WORK INSTRUCTION: Of the records that follow, copy only the lines from the line containing "mark: the snowboarder in black jacket" to the line containing "mark: the skier in background", both included, exactly as written.
⁂
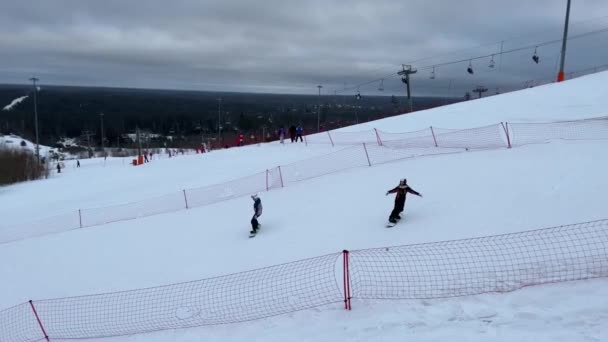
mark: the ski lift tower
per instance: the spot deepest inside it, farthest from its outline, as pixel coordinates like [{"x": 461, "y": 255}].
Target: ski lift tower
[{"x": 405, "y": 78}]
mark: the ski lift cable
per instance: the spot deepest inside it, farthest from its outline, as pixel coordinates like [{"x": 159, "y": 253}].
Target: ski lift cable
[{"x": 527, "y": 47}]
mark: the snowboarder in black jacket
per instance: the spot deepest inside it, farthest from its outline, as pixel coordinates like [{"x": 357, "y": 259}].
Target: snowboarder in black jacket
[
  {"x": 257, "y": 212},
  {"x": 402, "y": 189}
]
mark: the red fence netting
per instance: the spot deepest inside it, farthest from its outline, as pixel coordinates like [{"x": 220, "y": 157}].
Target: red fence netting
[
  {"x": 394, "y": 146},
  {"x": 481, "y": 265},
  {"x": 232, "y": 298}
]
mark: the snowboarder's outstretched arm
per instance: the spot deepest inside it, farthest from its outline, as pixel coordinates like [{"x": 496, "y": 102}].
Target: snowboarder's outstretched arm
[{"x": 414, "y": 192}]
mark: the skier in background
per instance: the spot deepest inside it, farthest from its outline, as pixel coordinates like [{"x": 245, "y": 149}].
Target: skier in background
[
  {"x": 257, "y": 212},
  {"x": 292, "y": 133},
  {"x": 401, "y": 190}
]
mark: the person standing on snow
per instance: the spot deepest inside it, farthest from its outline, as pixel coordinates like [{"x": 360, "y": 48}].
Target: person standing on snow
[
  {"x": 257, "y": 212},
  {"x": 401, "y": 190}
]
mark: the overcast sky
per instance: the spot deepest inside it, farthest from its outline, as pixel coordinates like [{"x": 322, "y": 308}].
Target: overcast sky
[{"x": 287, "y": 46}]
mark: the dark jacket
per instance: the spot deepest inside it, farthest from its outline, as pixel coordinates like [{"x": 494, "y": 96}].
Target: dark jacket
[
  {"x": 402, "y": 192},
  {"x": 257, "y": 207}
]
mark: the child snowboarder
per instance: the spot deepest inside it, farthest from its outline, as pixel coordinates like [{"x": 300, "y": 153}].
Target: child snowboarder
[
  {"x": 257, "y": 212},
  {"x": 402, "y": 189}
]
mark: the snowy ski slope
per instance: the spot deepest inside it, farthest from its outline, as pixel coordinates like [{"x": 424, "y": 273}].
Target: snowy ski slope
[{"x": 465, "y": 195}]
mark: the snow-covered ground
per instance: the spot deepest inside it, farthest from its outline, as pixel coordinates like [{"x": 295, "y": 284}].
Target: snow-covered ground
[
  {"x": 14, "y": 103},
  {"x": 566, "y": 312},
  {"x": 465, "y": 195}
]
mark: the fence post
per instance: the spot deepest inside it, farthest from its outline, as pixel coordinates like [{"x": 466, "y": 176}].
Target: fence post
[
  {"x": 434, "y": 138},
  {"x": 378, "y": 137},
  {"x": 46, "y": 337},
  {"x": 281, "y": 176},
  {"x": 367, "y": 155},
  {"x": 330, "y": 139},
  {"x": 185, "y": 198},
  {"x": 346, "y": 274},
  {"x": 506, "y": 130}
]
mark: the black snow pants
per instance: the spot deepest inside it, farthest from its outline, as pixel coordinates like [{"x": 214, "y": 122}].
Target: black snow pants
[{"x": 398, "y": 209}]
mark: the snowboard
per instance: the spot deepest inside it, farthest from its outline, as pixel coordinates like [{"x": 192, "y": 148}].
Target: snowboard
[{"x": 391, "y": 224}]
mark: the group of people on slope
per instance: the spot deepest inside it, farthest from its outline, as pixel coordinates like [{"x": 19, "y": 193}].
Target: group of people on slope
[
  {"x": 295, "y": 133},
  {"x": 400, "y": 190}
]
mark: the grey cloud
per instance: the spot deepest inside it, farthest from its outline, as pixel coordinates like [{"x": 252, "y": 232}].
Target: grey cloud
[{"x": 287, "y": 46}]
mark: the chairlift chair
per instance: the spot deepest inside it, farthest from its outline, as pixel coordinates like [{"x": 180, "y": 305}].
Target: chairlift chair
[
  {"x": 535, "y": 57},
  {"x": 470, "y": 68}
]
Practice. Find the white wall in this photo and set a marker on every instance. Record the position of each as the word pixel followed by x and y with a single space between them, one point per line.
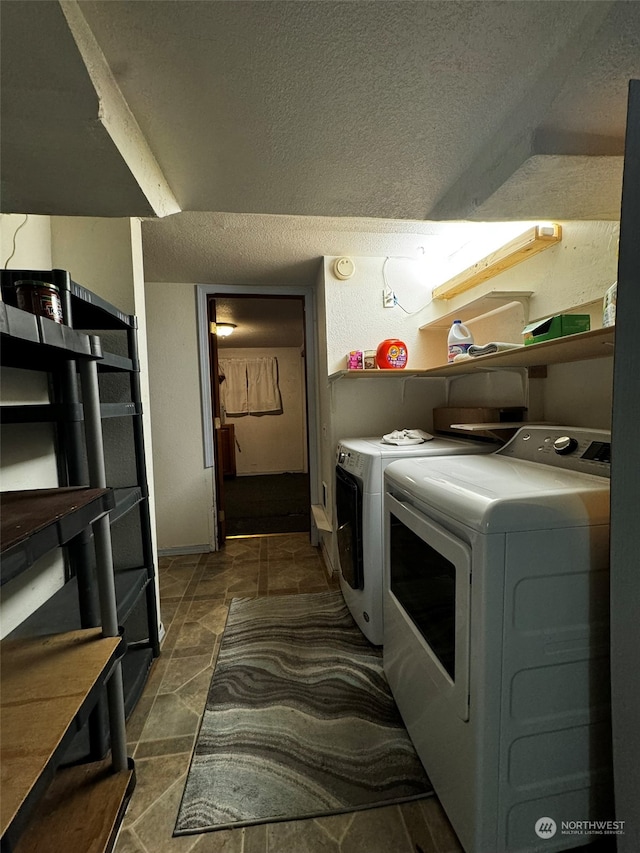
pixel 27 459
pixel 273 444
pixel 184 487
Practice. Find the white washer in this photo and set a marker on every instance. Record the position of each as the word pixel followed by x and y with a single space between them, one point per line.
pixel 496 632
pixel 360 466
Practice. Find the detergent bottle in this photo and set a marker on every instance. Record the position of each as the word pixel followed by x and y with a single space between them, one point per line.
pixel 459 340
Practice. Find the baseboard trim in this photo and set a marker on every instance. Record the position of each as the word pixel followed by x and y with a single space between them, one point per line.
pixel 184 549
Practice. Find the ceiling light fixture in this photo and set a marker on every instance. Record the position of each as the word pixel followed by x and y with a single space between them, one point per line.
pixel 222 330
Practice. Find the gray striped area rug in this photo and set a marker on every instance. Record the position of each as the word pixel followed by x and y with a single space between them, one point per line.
⁂
SOLVED PROBLEM:
mark: the snowboarder in black jacket
per instance: the spot deepest inside it, farthest from its outline, as pixel coordinates like [{"x": 357, "y": 259}].
Target: snowboarder in black jacket
[
  {"x": 257, "y": 212},
  {"x": 402, "y": 189}
]
mark: the red fence netting
per instance: the spot deepest inside it, farthest from its outline, as pixel coordinates like [{"x": 220, "y": 157}].
Target: red fence netting
[
  {"x": 394, "y": 146},
  {"x": 481, "y": 265},
  {"x": 232, "y": 298}
]
mark: the snowboarder's outstretched arm
per instance: the spot deepest inside it, farthest from its outline, as pixel coordinates like [{"x": 496, "y": 102}].
Target: snowboarder's outstretched arm
[{"x": 414, "y": 192}]
mark: the skier in background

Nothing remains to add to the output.